- _Activity_
The line holding "even-odd rule for holes" and every line after it through the end of the entries below: retype these exactly and nothing more.

Collected data:
****

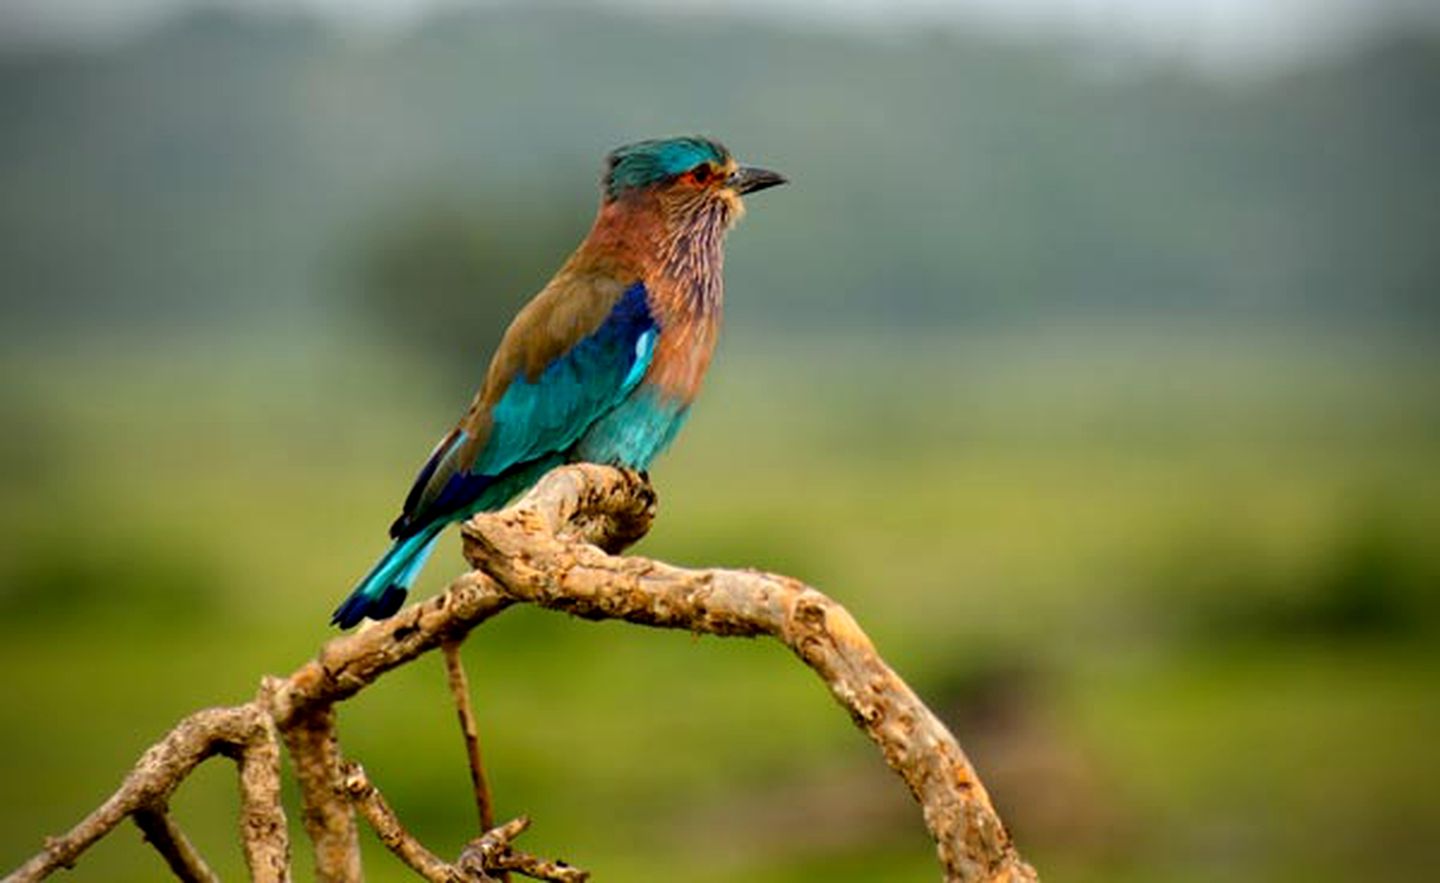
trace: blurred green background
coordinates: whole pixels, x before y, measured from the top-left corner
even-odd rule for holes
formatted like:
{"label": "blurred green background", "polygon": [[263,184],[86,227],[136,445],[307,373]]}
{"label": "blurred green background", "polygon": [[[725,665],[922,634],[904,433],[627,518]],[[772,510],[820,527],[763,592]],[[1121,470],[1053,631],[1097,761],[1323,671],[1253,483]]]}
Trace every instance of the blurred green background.
{"label": "blurred green background", "polygon": [[[394,5],[0,15],[0,867],[313,654],[601,156],[700,131],[793,185],[731,237],[640,551],[846,604],[1046,879],[1433,873],[1440,36],[1381,14],[1423,4],[1276,12],[1328,36],[1235,57],[1134,3]],[[533,851],[937,876],[776,646],[521,609],[466,654]],[[441,854],[474,833],[453,714],[436,658],[341,711]],[[230,768],[176,812],[243,875]],[[71,877],[162,873],[122,830]]]}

****

- _Task answer_
even-odd rule for holes
formatted like:
{"label": "blurred green background", "polygon": [[263,184],[86,227],[136,445],[307,373]]}
{"label": "blurred green background", "polygon": [[[725,665],[922,634],[904,433],[627,518]],[[772,510],[820,527],[763,592]],[[1121,470],[1053,631],[1097,761],[1323,671],[1253,483]]]}
Trace every instance of the blurred green background.
{"label": "blurred green background", "polygon": [[[394,5],[0,15],[0,867],[313,654],[601,156],[700,131],[793,185],[731,237],[640,551],[846,604],[1046,879],[1433,873],[1440,36],[1381,14],[1423,4],[1276,12],[1328,36],[1235,57],[1134,3]],[[533,851],[937,876],[776,646],[521,609],[466,654]],[[441,854],[474,833],[453,714],[436,658],[341,711]],[[230,768],[176,812],[243,875]],[[71,877],[162,873],[122,830]]]}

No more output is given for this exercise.